**Textauszug**

·····

Marie-Luise Rethmann / 28.08.2023

Nun ja. Beim Besuch in Münster (Westf) am vergangenen Wochenende dachte es so in mir: Dieser ganze oberflächliche, gefühlsduselige und eloquenten Quatsch ohne jeglichen Transzendenzbezug, der die bundesdeutsche Durchschnitts-Gesellschaft von SPD-Landesparteitag über CSD bis zum (spieß)bürgerlichen Kunstkommerz ausmacht, wo ist da eine Aussicht auf Bestand und Relevanz, auf ein gelassenes Vertrauen in Zeit und Ewigkeit? Was bleibt?

Ilona Grimm / 28.08.2023

Korrektur: Der Klimawandel von vorgestern bis heute einschließlich schwerer Unwetter hat dazu geführt, dass ich heute arg abgeschlafft bin. Deshalb habe ich aus „Wilhelm Busch“ einen Wilhelm Buch gemacht und einen Satz „anti-wolf-schneider-mäßig“ verhunzt. Bitte um Verzeihung. Das Hörbuch heißt aber wirklich „Jesus unser Schicksal“, und YT bietet es kostenlos und unverbindlich an.

·····

**Fragen zum Bearbeiten**
A - Welche Beispiele zählt der erste Kommentar im Textauszug dafür auf, was die bundesdeutsche Durchschnitts-Gesellschaft ausmacht?
B - Führe den Textauszug mit den beiden Kommentaren über sein Ende hinaus weiter.

**Ausgangsdaten**
·····

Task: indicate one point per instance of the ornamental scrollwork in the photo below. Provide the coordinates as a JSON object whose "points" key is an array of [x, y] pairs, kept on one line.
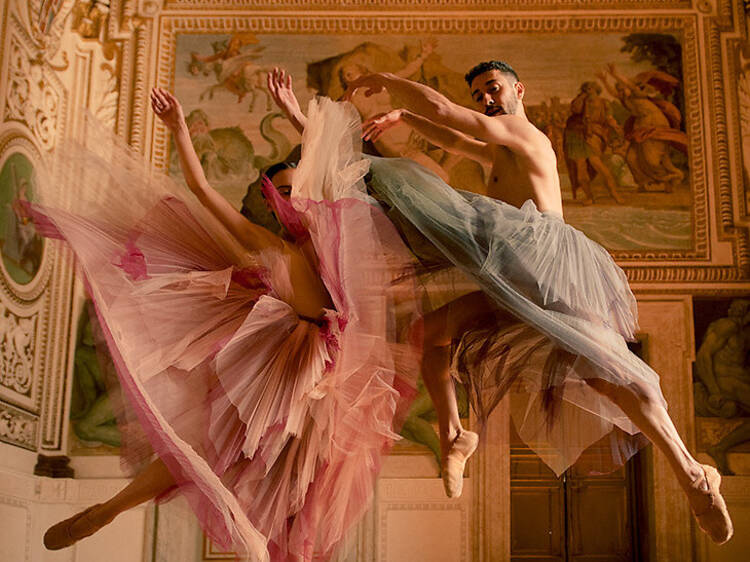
{"points": [[31, 98], [17, 343]]}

·····

**Lösungen zur Übung**
A - SPD-Landesparteitag, CSD, (spieß)bürgerlicher Kunstkommerz

B -
Klaus Keller / 28.08.2023

Vor 2000 Jahren sind in Judäa zahlreiche Leute jemandem hinterher gelaufen der im Prinzip auch gesagt hat du musst dein Leben ändern um gerettet zu werde. Seine Bewegung fand viele Anhänger und seine Leere war in aller Munde. Ich finde die Idee der Selbstoptimierung nicht schlecht. Andere neigen eher dazu sich wechselseitig fertig zu machen. Ich betrachte die Revitalisierung dieser Mode mit ihren vielfältigen Spielarten mit wohlwollen. Ein paar hundert Kilometer weiter östlich zieht man wieder begeistert in den Krieg. PS Zum Seelenheil. Was wäre da zu heilen? Neben dem Geschenk des Lebens erhielt der gläubige Mensch von Gott eine unsterbliche Seele. Er trägt also einen göttlichen Anteil in sich. Was soll an dem krank werden? Mann kann sie durch Banalitäten schädigen? Was für ein Unsinn. Die Psyche ist etwas völlig anderes. Geprägt von irdischer Erfahrung kann sie sehr wohl Schaden nehmen. Da redet jemand vom Christentum und redet eine seiner Besten Ideen schlecht. Das taten allerdings auch schon früher Kirchenführer. Die Seele kann für den Gläubigen eine gute Ressource sein auf die er bauen kann. Er muss nur seinen Zugang zu ihr finden. Krank werden kann sie nicht. Ich bin Ungläubiger und ich habe nur eine Psyche die mit meinem Tot stirbt und würde nie auf die Idee kommen jemanden seelisch krank zu nennen. Ich halte das für eine massive Kränkung des Patienten und für Beleidigung Gottes der ihm dieses Geschenk gemacht hat.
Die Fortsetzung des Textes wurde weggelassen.